■ Task instructions
Please count how many lines in the records below contain the word "white". Reply with the number only.

╭─ Extracted information

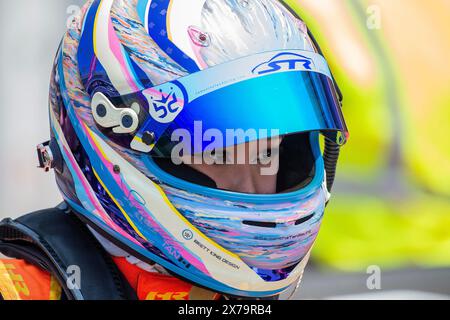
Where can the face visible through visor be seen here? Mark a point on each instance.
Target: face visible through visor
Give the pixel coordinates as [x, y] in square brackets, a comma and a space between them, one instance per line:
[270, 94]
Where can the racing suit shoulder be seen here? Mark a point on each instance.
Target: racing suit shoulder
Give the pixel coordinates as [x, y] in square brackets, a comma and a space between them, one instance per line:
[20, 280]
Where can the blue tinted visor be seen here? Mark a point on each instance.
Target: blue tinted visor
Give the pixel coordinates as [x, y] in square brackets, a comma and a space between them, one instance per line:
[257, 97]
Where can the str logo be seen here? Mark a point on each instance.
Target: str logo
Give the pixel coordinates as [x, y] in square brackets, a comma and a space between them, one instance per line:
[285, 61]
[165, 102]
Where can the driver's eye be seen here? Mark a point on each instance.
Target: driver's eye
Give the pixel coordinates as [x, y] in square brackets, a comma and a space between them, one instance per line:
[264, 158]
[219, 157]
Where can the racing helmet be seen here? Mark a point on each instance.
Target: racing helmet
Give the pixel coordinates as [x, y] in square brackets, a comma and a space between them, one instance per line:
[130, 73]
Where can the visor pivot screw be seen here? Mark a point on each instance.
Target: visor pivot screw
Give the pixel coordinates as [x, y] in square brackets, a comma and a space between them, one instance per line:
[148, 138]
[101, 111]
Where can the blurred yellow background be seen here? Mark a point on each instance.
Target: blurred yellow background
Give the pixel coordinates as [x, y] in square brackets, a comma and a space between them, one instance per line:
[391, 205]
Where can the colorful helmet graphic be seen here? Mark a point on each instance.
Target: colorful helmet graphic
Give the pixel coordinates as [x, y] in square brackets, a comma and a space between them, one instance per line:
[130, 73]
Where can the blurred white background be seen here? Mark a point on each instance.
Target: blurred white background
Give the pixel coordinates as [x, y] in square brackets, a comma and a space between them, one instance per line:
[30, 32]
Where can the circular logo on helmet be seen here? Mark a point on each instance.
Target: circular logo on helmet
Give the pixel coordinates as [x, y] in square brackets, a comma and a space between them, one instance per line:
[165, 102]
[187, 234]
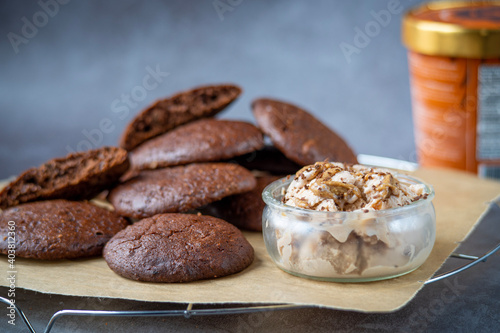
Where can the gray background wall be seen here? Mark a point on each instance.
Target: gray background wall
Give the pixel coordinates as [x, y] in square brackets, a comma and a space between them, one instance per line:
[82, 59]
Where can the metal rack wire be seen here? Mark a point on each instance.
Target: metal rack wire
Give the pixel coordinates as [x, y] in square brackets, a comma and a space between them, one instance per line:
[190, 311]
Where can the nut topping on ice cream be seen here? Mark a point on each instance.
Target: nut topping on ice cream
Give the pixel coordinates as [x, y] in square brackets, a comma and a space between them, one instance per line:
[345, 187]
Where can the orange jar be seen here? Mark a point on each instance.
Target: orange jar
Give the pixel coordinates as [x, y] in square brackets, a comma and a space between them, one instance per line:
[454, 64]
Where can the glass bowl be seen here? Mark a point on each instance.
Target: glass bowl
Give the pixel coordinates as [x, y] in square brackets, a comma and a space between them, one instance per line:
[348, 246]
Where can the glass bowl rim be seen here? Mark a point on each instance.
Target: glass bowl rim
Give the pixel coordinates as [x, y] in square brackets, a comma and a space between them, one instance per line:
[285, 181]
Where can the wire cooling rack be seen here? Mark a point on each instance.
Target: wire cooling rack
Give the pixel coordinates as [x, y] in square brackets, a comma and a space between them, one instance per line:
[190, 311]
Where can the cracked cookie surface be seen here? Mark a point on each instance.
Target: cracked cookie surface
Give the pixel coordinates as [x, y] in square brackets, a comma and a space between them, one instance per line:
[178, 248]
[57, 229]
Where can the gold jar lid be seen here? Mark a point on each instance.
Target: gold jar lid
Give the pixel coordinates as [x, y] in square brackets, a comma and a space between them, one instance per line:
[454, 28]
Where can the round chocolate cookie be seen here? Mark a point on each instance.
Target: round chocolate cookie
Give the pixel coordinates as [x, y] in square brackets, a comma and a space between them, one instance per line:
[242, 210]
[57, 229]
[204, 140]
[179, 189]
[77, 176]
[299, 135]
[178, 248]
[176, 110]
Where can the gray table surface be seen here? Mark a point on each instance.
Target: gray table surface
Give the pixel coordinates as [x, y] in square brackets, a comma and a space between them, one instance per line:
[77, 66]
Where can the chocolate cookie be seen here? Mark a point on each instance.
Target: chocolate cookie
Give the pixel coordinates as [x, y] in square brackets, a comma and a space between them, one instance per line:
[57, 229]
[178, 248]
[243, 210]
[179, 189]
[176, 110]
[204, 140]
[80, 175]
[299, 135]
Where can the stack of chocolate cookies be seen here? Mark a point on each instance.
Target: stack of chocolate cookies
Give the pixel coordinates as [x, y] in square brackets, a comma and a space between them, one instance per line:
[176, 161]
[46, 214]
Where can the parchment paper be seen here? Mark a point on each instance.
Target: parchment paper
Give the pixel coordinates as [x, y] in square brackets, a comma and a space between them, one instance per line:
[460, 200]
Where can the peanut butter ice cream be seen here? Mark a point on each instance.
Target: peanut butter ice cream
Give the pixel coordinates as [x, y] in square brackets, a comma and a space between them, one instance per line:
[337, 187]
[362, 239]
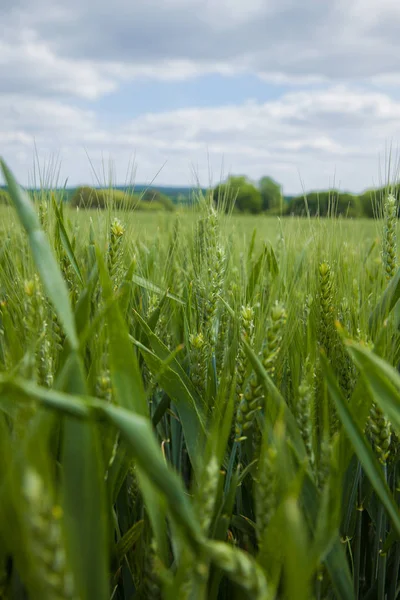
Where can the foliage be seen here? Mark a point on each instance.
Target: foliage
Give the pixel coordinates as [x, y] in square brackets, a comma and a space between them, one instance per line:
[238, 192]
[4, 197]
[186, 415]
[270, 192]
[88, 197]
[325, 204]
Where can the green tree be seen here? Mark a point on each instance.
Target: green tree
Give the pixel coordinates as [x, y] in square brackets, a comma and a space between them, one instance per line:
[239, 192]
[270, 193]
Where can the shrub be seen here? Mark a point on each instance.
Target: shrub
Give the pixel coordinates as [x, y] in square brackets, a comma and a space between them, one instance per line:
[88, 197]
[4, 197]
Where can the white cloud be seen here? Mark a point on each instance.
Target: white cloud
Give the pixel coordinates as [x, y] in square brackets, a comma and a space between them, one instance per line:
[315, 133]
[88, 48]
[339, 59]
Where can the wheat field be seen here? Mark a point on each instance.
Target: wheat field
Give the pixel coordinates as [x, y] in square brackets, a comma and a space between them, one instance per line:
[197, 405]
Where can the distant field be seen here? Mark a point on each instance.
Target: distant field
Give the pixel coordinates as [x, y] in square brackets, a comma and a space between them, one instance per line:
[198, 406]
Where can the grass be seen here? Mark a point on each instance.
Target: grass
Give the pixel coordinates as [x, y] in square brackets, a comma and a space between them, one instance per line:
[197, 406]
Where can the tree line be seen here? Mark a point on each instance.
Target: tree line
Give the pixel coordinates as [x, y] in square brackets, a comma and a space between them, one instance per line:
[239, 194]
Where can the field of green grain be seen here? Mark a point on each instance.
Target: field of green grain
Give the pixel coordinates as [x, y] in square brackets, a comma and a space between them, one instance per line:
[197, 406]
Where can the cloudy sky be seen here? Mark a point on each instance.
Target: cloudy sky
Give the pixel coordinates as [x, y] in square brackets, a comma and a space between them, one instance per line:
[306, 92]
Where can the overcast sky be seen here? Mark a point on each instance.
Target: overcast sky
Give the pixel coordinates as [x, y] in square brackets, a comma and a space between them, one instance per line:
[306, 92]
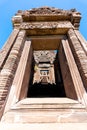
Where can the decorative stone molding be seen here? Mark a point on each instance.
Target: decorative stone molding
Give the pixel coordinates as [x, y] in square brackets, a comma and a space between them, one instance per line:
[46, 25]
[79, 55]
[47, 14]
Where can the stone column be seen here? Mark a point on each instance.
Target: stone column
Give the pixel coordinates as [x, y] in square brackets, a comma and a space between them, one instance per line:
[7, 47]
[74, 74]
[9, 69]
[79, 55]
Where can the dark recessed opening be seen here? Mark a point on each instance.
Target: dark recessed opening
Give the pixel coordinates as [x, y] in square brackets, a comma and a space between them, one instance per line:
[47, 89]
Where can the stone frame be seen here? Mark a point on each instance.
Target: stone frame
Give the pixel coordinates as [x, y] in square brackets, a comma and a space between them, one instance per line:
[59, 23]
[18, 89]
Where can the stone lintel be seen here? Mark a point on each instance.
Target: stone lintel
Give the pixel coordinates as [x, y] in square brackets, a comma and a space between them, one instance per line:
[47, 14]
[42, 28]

╰─
╭─ Extracted information

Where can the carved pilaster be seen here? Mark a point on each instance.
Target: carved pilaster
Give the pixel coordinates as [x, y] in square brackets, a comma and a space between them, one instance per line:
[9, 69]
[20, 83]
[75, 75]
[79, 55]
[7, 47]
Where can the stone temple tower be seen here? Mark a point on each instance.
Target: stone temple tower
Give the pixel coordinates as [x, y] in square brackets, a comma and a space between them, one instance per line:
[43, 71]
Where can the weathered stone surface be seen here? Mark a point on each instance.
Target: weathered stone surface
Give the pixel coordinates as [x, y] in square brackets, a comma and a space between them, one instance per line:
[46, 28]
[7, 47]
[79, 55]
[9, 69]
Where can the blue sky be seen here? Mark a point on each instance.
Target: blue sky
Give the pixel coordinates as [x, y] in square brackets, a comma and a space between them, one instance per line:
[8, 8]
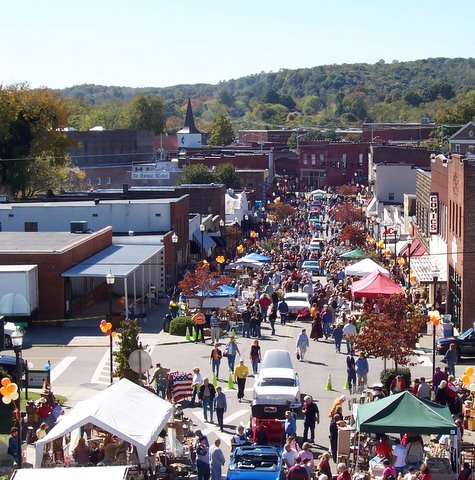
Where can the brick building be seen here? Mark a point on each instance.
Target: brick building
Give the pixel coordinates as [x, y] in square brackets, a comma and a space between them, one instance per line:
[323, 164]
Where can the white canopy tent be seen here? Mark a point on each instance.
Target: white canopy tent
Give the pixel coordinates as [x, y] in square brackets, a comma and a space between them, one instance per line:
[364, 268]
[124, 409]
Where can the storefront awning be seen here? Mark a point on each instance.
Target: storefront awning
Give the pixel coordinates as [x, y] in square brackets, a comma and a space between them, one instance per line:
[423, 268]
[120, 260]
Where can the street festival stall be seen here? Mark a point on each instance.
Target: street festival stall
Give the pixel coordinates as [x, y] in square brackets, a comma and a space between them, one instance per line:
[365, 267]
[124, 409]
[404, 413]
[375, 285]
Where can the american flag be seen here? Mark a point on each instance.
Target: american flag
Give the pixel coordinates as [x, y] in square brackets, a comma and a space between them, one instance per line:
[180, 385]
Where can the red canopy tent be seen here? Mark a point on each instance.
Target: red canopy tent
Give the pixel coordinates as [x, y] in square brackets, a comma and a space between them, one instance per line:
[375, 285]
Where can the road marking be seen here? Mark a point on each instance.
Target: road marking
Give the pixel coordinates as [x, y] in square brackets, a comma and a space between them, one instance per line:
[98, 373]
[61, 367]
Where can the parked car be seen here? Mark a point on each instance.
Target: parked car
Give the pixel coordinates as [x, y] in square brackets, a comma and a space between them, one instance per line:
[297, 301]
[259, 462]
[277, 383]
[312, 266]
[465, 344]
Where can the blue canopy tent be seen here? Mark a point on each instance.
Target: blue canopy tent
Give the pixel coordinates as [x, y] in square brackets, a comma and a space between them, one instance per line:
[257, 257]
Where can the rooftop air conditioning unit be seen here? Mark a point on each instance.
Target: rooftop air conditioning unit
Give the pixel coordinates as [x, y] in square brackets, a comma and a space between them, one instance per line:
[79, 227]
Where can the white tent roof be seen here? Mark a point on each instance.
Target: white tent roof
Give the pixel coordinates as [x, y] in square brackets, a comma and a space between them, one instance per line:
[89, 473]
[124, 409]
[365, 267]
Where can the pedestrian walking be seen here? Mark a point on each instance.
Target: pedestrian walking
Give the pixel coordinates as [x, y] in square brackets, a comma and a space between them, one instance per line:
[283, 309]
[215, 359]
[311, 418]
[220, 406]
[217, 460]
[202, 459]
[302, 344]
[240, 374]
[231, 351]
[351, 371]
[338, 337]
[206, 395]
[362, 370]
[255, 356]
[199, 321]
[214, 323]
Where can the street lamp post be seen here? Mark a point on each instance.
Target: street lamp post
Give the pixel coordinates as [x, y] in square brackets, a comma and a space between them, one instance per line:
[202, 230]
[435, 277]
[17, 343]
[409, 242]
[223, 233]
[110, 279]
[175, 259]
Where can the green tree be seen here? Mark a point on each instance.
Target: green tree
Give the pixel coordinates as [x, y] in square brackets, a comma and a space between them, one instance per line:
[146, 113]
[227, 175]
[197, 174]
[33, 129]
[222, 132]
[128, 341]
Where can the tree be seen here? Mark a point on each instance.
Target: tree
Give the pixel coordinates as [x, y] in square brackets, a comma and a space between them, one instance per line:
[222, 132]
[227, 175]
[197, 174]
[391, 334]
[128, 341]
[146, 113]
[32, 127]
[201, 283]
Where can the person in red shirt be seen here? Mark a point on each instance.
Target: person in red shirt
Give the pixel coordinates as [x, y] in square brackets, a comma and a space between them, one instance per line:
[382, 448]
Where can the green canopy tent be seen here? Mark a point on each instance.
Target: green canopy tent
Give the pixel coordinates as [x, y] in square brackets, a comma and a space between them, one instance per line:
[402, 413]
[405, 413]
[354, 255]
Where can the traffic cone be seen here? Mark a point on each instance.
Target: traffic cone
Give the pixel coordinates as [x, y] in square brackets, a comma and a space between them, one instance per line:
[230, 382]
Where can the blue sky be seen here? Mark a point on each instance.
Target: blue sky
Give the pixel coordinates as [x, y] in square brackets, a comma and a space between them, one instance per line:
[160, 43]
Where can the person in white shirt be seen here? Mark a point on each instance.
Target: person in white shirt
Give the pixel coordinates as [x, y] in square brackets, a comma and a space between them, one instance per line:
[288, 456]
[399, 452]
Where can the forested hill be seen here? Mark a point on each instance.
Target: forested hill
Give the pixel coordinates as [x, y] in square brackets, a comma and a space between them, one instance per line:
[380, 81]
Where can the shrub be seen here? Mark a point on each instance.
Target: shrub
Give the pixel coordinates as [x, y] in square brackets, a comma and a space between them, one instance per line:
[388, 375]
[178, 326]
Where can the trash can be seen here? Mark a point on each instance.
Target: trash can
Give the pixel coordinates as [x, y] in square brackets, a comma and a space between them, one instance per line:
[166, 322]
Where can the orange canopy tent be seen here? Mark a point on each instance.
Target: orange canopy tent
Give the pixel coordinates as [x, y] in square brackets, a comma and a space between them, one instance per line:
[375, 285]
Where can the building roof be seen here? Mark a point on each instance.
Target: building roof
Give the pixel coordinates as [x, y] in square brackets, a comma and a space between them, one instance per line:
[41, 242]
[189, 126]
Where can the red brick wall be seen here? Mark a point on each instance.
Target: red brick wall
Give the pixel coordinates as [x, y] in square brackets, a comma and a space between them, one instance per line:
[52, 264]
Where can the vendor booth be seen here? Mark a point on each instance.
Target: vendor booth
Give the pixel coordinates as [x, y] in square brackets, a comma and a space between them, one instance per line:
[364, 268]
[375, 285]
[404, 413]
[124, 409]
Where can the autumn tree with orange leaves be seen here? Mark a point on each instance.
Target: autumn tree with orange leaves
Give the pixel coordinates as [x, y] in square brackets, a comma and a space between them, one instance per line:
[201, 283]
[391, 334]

╰─

■ Correct result
10